* Your goal
Start at the first record below and retype through the last, exactly.

* Provided records
/---
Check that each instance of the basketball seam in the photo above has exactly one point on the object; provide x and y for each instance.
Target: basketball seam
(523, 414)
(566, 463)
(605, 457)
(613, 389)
\---
* Expected answer
Check that each instance of the basketball seam in the photo above has exactly one point on the object; provide x and y for each instance.
Target: basketball seam
(523, 414)
(566, 463)
(605, 457)
(613, 389)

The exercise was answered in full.